**EXERCISE AIM**
Count the lines in the listing below that contain the string "tower", and reply with the number alone.

[Items listed in a dataset]
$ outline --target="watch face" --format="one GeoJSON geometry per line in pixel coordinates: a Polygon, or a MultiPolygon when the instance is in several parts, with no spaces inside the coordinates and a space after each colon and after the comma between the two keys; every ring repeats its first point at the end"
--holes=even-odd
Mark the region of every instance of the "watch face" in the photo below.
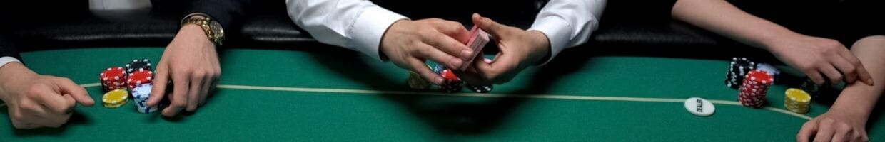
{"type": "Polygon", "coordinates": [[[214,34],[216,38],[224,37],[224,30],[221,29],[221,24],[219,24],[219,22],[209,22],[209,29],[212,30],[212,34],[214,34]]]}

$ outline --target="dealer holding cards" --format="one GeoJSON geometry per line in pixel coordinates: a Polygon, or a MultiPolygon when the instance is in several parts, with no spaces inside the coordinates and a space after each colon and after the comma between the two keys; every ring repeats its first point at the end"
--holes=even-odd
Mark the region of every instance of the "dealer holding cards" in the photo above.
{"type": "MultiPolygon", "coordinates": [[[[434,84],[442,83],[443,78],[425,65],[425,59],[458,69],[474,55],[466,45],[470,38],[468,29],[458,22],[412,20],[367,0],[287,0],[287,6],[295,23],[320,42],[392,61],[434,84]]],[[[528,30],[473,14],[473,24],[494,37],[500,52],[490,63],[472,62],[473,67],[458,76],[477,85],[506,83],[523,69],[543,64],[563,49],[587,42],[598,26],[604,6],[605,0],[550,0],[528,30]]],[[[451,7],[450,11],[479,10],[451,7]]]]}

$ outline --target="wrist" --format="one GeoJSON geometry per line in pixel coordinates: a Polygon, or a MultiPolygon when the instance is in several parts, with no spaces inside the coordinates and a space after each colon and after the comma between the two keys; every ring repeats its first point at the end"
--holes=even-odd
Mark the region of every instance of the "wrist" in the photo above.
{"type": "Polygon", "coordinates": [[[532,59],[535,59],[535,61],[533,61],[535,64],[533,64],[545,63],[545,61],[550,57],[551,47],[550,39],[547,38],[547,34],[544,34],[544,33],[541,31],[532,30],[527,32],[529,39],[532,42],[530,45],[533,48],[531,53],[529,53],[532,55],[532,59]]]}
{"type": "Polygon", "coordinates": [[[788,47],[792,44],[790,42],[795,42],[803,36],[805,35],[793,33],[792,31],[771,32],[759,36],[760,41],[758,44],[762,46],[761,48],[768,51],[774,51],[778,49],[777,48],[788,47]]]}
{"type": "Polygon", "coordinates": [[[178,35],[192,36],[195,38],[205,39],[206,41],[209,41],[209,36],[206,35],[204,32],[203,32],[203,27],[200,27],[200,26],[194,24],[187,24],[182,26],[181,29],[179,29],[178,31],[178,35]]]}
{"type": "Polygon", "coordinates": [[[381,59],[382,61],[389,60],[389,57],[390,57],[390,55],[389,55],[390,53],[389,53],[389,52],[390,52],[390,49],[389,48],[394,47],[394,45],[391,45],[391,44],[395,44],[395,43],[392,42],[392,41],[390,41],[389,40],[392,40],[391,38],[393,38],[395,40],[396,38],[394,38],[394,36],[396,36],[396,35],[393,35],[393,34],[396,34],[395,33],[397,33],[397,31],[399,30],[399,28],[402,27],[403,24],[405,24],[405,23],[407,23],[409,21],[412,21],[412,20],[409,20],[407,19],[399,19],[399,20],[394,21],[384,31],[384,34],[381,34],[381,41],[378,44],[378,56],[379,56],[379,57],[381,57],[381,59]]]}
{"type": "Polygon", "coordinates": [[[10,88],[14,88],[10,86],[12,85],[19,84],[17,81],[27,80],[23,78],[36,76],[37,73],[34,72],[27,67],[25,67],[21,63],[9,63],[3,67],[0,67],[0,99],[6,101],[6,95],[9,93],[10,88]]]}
* * *
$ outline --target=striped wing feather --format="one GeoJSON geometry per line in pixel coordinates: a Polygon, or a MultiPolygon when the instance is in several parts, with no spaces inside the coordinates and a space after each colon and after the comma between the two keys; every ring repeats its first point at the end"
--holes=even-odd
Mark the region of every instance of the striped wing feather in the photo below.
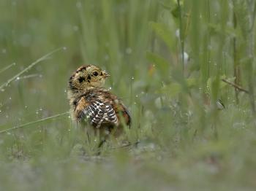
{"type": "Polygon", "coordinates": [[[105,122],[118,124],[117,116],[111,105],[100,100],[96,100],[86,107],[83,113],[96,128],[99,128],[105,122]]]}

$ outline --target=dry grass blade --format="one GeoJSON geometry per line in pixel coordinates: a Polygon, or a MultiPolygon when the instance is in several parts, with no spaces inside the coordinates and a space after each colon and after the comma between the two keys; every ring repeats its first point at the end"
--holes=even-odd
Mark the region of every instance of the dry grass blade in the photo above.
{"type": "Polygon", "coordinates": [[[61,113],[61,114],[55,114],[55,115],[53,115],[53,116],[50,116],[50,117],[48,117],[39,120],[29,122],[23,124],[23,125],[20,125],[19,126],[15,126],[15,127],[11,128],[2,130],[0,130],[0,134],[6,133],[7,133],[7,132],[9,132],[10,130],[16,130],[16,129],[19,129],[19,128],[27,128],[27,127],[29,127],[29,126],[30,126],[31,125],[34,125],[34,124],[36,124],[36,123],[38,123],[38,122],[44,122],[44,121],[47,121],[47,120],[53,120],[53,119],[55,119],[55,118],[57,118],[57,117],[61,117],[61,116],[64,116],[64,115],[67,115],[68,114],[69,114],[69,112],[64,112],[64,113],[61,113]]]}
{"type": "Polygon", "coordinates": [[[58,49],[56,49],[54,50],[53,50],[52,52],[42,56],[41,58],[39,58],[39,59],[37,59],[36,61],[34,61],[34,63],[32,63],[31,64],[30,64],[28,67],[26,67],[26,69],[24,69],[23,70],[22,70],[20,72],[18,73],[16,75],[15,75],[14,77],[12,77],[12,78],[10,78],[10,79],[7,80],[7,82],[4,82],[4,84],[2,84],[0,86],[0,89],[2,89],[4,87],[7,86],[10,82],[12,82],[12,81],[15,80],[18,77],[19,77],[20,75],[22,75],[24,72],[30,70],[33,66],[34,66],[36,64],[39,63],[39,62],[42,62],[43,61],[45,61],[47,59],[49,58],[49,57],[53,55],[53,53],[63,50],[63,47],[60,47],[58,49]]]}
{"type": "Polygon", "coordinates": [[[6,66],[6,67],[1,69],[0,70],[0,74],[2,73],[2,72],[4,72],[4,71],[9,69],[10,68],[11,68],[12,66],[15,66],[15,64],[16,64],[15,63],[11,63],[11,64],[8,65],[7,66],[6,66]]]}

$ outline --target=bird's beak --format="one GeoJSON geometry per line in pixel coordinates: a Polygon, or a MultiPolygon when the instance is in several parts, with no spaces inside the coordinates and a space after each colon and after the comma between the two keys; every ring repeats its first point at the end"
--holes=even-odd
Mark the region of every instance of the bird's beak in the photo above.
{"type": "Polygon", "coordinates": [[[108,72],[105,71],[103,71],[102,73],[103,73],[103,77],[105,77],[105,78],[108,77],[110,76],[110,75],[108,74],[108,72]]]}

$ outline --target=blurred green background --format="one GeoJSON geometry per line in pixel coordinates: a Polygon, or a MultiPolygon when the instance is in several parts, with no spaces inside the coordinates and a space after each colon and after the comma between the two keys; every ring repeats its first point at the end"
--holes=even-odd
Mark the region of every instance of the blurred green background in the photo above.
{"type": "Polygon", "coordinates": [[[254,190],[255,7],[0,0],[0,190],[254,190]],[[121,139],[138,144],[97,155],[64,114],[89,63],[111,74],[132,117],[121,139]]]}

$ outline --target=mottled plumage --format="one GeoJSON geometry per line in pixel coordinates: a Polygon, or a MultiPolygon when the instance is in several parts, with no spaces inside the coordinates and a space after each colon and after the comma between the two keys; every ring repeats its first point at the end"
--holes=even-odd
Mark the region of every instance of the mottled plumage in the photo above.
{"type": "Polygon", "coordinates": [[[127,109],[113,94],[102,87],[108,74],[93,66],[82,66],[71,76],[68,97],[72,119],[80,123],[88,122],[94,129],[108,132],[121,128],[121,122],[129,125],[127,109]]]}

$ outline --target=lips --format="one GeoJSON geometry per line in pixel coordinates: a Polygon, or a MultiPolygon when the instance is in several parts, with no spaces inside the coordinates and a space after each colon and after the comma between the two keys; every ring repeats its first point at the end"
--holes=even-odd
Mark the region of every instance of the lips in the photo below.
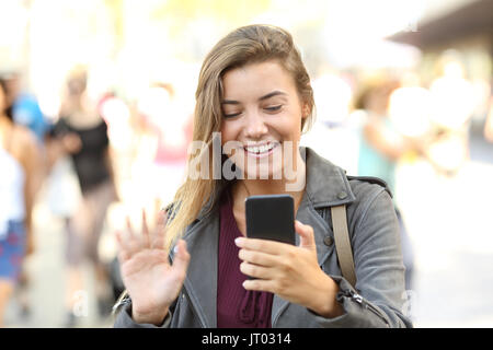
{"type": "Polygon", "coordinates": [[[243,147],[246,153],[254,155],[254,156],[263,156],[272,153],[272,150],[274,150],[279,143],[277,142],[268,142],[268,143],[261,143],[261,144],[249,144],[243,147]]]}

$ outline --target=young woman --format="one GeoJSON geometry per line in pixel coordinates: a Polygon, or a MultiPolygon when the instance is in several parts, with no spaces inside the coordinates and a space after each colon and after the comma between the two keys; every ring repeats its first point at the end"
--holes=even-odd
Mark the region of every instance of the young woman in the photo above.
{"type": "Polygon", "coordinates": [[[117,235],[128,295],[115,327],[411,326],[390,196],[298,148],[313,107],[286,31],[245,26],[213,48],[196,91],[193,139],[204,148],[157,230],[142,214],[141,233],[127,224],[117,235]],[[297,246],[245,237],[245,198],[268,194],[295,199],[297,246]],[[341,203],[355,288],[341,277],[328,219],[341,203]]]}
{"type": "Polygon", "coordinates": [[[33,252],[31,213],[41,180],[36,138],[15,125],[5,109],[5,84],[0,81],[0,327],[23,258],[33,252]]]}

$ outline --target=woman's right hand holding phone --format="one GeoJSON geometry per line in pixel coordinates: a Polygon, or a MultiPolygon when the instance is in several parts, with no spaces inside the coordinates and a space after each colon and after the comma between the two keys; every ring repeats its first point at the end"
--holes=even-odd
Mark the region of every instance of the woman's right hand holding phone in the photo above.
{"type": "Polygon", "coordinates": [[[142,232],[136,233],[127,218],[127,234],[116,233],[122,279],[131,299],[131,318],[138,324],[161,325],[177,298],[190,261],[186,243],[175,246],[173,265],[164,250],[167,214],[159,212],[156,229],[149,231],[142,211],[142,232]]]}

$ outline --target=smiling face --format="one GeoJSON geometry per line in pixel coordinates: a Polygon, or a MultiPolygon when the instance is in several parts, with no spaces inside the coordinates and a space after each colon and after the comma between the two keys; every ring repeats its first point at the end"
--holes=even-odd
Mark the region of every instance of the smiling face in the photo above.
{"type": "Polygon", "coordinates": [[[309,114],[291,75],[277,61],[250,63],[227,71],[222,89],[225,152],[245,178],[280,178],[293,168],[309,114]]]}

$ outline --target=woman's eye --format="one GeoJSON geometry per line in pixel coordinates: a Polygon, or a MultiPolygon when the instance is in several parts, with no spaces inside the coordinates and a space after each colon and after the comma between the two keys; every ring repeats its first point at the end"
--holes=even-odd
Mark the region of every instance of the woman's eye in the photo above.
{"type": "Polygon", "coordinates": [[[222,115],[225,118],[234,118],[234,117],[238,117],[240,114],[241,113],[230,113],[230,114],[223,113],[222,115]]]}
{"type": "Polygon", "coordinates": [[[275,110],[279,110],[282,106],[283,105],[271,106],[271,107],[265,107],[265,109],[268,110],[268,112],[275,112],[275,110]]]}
--
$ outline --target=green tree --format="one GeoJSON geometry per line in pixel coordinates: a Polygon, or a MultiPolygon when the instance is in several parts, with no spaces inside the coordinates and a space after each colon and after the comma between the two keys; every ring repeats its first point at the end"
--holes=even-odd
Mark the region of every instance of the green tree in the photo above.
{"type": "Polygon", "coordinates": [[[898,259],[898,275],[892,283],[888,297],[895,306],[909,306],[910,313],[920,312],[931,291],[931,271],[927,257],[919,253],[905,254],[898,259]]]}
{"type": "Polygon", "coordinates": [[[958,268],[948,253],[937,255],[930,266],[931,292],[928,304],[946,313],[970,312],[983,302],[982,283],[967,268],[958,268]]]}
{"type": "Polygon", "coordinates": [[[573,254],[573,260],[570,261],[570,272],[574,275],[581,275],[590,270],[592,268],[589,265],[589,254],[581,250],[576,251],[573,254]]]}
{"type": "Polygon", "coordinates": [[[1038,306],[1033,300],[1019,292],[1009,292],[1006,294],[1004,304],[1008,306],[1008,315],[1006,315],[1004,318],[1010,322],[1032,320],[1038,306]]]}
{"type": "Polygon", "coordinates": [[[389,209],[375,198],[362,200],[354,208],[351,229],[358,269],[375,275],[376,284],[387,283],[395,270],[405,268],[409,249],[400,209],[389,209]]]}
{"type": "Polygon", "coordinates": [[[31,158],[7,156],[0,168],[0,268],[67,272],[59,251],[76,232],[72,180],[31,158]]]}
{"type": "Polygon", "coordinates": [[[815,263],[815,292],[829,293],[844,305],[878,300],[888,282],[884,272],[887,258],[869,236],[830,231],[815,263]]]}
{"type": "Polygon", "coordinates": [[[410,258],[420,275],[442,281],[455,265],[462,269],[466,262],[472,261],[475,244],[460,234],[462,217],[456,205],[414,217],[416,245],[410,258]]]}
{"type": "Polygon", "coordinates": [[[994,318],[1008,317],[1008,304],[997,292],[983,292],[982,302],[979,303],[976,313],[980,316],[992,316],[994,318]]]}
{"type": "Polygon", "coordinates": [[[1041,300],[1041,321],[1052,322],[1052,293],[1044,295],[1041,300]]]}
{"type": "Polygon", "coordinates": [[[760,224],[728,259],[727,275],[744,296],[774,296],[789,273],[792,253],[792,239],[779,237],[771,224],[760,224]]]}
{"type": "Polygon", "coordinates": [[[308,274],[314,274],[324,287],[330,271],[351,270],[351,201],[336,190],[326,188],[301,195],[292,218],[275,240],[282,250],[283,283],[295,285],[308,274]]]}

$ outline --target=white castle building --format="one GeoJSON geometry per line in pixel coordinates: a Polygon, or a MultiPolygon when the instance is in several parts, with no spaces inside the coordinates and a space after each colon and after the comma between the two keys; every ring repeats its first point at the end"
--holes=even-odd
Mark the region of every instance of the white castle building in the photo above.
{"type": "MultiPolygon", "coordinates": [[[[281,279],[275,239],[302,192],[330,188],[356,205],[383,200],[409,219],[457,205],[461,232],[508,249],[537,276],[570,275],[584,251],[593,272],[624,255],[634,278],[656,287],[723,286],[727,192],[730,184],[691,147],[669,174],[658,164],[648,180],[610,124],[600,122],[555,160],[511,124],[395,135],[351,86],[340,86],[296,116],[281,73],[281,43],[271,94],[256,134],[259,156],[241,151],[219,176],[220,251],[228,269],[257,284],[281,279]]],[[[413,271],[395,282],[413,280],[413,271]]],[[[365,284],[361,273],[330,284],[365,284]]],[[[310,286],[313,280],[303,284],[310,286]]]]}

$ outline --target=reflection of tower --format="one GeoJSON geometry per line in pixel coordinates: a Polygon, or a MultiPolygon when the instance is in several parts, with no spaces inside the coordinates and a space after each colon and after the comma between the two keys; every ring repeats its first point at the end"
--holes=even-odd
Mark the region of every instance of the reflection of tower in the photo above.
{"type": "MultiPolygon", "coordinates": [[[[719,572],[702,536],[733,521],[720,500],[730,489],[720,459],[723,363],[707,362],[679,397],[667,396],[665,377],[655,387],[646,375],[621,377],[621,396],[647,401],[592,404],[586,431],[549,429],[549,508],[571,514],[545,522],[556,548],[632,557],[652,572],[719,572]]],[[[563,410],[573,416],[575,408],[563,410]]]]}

**REPLY TO THE EXERCISE**
2